#### Exercise directions
Every record must be repeated exactly; omit any pictures they contain.

^^^^^^^^^^^^^^^^

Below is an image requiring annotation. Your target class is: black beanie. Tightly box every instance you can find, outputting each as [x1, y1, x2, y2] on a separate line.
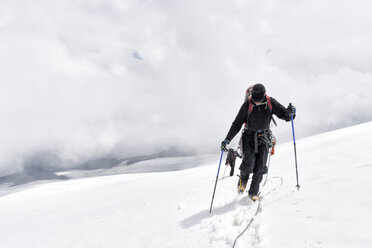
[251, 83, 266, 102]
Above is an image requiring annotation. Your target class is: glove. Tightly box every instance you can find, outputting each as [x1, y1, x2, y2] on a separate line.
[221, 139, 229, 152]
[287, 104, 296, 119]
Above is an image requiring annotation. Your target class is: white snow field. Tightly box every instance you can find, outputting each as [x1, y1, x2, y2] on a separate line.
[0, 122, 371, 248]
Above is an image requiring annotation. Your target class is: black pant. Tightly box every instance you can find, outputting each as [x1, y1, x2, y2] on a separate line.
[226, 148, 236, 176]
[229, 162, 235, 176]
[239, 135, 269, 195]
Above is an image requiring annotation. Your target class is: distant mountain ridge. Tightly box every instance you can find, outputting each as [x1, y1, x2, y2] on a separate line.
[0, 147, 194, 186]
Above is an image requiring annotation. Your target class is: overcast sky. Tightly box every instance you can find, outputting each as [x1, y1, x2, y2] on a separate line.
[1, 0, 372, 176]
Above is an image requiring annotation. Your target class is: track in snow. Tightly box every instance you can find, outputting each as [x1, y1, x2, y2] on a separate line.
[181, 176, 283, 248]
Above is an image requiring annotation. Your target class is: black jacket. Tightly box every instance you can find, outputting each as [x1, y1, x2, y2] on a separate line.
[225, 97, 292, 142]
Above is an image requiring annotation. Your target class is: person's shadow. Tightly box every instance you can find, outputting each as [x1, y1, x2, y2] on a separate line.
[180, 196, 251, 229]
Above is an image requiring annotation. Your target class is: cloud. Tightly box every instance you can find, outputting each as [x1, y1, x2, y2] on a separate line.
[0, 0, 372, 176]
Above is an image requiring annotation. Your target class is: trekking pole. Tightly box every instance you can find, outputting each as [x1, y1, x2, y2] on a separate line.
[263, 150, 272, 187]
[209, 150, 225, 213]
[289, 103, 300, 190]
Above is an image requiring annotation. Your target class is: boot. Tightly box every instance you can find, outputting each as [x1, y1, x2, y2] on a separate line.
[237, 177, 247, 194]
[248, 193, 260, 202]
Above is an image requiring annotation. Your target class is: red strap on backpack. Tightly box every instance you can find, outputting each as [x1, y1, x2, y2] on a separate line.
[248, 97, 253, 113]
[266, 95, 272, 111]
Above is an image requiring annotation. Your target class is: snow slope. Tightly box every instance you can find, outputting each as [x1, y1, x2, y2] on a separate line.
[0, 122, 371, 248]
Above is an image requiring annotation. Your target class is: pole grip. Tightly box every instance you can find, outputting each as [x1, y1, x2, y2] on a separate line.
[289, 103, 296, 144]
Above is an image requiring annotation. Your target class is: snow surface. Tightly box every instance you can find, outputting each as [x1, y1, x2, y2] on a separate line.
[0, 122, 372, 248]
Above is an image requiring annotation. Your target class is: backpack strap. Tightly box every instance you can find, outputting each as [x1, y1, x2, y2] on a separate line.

^^^^^^^^^^^^^^^^

#### Reply to the task
Below is an image requiring annotation. Your target class is: black beanie. Tightly box every instance you can find, outputting each as [x1, y1, x2, y2] on a separate line.
[251, 83, 266, 102]
Above is an image requiring annotation. Your target class is: glove. Tightly box every instance you can find, outputting each as [x1, y1, x2, y2] on a separate line.
[221, 139, 229, 152]
[287, 104, 296, 119]
Above is an image requiring annotation. Your target class is: white snow field. Tightly box every instance you can find, outputting each as [x1, y1, x2, y2] on a separate line.
[0, 122, 371, 248]
Above is an image requiring annotation. Your target class is: black pant. Tightly box every instance you can find, outputting each as [x1, y1, x2, y2] on a separate line.
[226, 148, 236, 176]
[229, 162, 235, 176]
[239, 135, 269, 195]
Above is an image requiring annotation. Your target class is: distant mountain ridge. Tightly box every instance you can find, outputting each as [x1, y1, x2, y2] on a separate line.
[0, 147, 194, 186]
Above is an image requiring annotation. Your target class is: overcast sky. Tightly box every instance you can find, outputting each as [x1, y1, x2, y2] on a separate line.
[1, 0, 372, 176]
Above is an image requiring annotation. Your target class is: track in snow. Tightly box every instance you can find, outputting each as [x1, y1, x2, y2] on a separate line.
[181, 176, 283, 248]
Above is an image requiring annotation. Your target class is: black jacket. Tightly box every instance you can find, outputting each as [x1, y1, x2, y2] on a separate line.
[225, 97, 292, 142]
Above is an image requiring annotation. Your target class is: person's shadow. Tightly box every instance you can find, outputting each as [x1, y1, x2, y2] on a separate line.
[180, 196, 251, 229]
Above is an image requiring annotation. Your target class is: cloud. Tightly box every instance you can find, outputting each as [x1, y1, x2, y2] on a separate line.
[0, 0, 372, 176]
Above is an image requiring annotation. Your target class is: trekking pole. Tightly box every instance you can find, outputting each as [x1, y1, x2, y2] on a separate line.
[263, 150, 272, 187]
[209, 150, 225, 213]
[289, 103, 300, 190]
Above is an image requiring annotation. Your target class is: boot. Tightly box every instance you can find, outputting each as [x1, y1, x2, y2] on a separate line.
[237, 177, 247, 194]
[248, 193, 260, 202]
Above is an image requiring annotation. Your target class is: red strap on backpack. Tightly box every instance you can find, outputting each as [x1, y1, x2, y2] on a separate line.
[248, 97, 253, 113]
[266, 95, 272, 111]
Above is an image requiring annotation. Your target class is: snow slope. Tightly box every instance you can find, outputting each as [x1, y1, x2, y2] on a separate line.
[0, 122, 371, 248]
Above is an image requiring annotation. Your target class is: pole grip. Tightly box every instance you can find, outputting each as [x1, y1, x2, y2] on a separate line.
[289, 103, 296, 144]
Above is an image requiring annotation. Your target class is: snow surface. Tightly box every instance you can find, outputting each as [x1, y1, x2, y2] on a separate line.
[0, 122, 372, 248]
Above is an image requiring annotation. Your target class is: backpack strap. Tightly box every instance you can find, outputting each as [x1, y1, x2, y2] on a separate line.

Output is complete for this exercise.